- [Objective]: The records below must be retyped exactly.

- [Entries shown]:
>>>

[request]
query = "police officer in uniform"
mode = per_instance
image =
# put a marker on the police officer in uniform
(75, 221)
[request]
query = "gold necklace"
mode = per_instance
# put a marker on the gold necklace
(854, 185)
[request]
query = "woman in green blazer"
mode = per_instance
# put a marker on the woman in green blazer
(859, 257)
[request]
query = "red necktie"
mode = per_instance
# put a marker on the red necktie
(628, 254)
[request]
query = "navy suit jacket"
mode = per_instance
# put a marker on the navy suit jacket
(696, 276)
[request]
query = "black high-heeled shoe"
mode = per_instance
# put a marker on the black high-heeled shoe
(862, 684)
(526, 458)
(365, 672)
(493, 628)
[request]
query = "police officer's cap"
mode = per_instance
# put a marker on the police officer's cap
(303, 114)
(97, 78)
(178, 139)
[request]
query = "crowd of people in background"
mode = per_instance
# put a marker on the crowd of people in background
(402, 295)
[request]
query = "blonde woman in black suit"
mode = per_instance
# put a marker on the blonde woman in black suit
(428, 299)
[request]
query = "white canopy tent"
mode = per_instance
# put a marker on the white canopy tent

<<<

- [Complete output]:
[request]
query = "police officer in uniform"
mode = per_instance
image =
# put a marker on the police officer in uniform
(75, 221)
[request]
query = "gold necklace"
mode = per_instance
# put a marker on the gold necklace
(854, 185)
[request]
query = "woman in green blazer"
mode = per_instance
# put a marker on the woman in green blazer
(859, 257)
[request]
query = "red necktie"
mode = per_instance
# put a marker on the red necktie
(628, 254)
[request]
query = "navy suit jacket"
mode = per_instance
# put a marker on the navy suit jacket
(696, 276)
[request]
query = "black high-heeled shoe"
mode = per_instance
# put a marker on the black high-heeled shoe
(862, 684)
(526, 458)
(365, 672)
(493, 628)
[request]
query = "police officer's cap"
mode = per_instance
# put a marker on the police officer's cap
(303, 114)
(97, 78)
(178, 139)
[request]
query = "crowd of people in background"
mode = per_instance
# put a marker on the crowd of people in background
(402, 295)
[request]
query = "blonde woman in black suit"
mode = per_instance
# put a marker on the blonde woman in black suit
(428, 299)
[request]
query = "white canopy tent"
mode = per_instance
# put a marker on the white canopy tent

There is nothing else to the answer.